■ Point localization data
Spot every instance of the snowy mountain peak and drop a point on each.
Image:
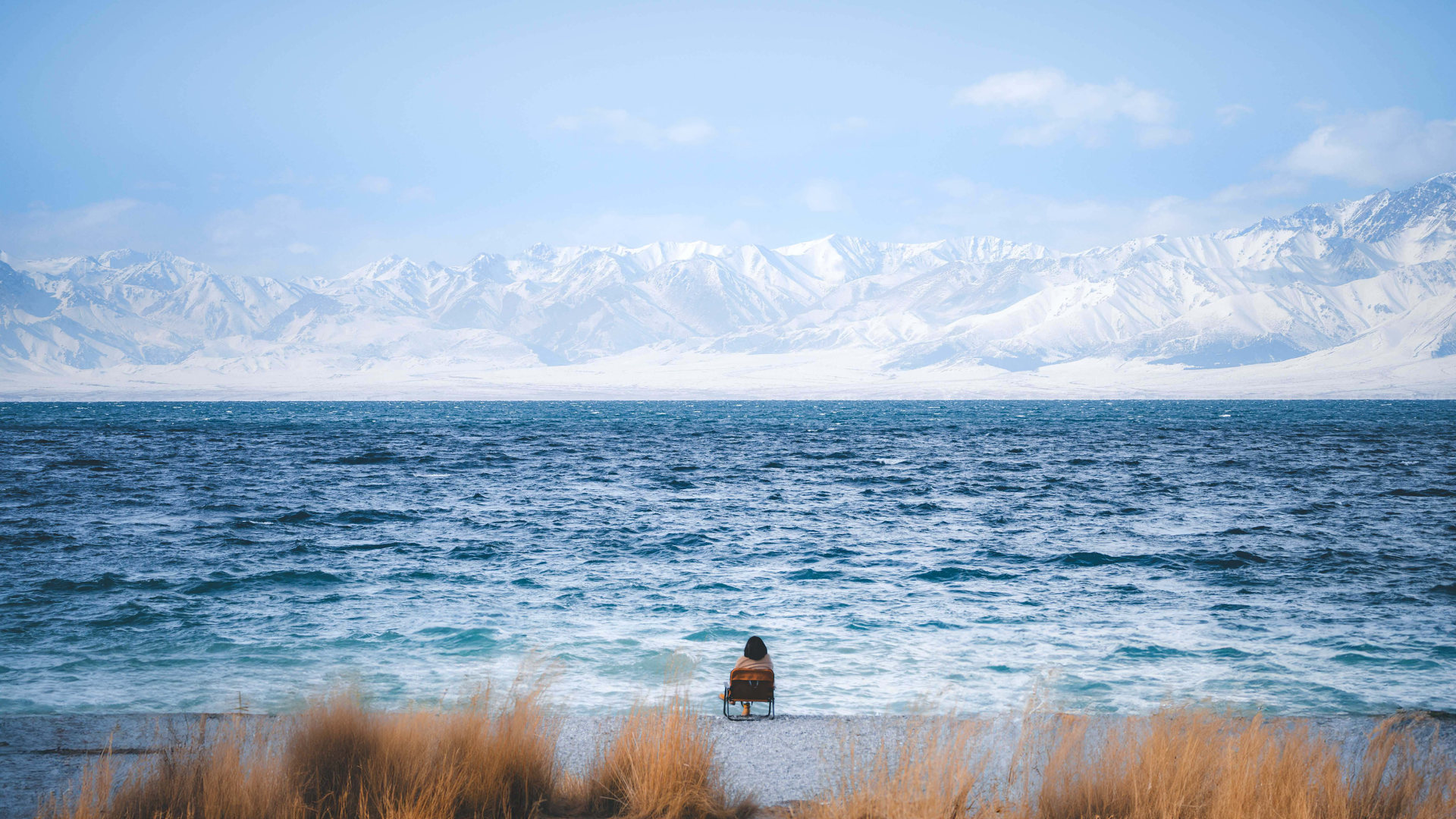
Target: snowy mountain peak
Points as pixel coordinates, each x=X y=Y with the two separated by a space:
x=1373 y=278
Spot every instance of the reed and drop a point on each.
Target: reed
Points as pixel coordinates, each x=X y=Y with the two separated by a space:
x=494 y=758
x=1199 y=764
x=660 y=765
x=343 y=761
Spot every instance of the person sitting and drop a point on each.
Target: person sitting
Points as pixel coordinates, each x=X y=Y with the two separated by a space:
x=755 y=659
x=755 y=656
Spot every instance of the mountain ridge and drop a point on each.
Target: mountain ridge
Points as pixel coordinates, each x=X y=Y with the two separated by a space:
x=1316 y=280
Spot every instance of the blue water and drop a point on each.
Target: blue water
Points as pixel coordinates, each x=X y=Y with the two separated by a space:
x=1294 y=556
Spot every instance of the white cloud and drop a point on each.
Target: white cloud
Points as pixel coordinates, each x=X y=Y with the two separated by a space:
x=1231 y=114
x=375 y=186
x=824 y=196
x=613 y=228
x=1074 y=110
x=1079 y=223
x=86 y=229
x=268 y=224
x=1382 y=148
x=623 y=127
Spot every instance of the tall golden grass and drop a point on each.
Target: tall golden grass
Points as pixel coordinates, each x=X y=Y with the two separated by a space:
x=660 y=765
x=340 y=760
x=932 y=770
x=494 y=760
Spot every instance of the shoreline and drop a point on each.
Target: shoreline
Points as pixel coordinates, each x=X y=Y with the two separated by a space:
x=778 y=763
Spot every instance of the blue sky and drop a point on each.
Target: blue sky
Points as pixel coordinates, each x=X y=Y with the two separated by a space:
x=312 y=137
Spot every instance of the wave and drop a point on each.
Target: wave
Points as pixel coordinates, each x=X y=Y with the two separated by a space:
x=283 y=577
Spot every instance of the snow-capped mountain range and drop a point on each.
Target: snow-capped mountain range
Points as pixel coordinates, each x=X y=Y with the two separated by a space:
x=1363 y=287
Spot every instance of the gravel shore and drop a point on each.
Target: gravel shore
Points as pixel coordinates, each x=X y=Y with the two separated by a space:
x=778 y=761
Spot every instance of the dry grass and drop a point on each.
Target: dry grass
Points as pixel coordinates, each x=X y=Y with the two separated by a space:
x=497 y=761
x=660 y=765
x=1199 y=764
x=343 y=761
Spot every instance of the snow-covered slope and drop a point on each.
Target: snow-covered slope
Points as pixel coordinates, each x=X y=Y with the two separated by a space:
x=1366 y=283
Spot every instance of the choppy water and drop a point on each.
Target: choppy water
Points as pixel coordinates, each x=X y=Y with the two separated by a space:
x=1301 y=556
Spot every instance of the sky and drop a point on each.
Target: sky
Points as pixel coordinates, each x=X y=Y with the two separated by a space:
x=310 y=137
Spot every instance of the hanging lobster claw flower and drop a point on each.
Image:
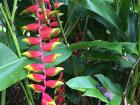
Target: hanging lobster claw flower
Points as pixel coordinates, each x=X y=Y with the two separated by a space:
x=58 y=4
x=53 y=71
x=51 y=58
x=36 y=77
x=46 y=1
x=50 y=46
x=36 y=87
x=34 y=67
x=31 y=40
x=54 y=24
x=49 y=13
x=47 y=100
x=30 y=27
x=50 y=32
x=54 y=40
x=30 y=9
x=32 y=54
x=53 y=83
x=53 y=17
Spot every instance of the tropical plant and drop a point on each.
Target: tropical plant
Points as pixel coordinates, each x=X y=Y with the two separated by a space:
x=100 y=57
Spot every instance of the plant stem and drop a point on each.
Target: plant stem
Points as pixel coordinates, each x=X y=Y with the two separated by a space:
x=17 y=47
x=29 y=102
x=59 y=22
x=11 y=31
x=3 y=97
x=14 y=10
x=41 y=46
x=28 y=91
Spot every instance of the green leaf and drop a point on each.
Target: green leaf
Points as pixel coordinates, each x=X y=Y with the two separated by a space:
x=82 y=83
x=107 y=83
x=12 y=73
x=95 y=93
x=105 y=11
x=114 y=88
x=116 y=47
x=11 y=68
x=6 y=55
x=124 y=9
x=130 y=48
x=88 y=85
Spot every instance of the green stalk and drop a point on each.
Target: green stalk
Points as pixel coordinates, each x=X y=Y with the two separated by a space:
x=3 y=97
x=26 y=94
x=14 y=9
x=11 y=31
x=17 y=47
x=29 y=91
x=60 y=24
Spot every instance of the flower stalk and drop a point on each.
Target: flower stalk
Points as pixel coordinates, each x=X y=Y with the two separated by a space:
x=39 y=73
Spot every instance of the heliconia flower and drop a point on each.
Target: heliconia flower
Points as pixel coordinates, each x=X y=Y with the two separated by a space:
x=47 y=100
x=54 y=40
x=46 y=1
x=50 y=32
x=36 y=77
x=30 y=9
x=53 y=83
x=51 y=58
x=54 y=24
x=53 y=71
x=36 y=87
x=49 y=14
x=58 y=4
x=30 y=27
x=53 y=17
x=34 y=67
x=32 y=54
x=31 y=40
x=50 y=46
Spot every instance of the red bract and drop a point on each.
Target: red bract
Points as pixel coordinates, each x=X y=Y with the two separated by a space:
x=46 y=29
x=31 y=40
x=47 y=100
x=30 y=27
x=36 y=77
x=30 y=9
x=50 y=46
x=50 y=32
x=36 y=87
x=53 y=83
x=51 y=58
x=53 y=71
x=54 y=40
x=34 y=67
x=46 y=1
x=32 y=54
x=54 y=24
x=58 y=4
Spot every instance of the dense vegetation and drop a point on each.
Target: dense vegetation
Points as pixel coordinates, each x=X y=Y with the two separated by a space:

■ Problem to solve
Above are the records; report how many of their lines hold the string "choppy", with no other words.

■ The completed task
2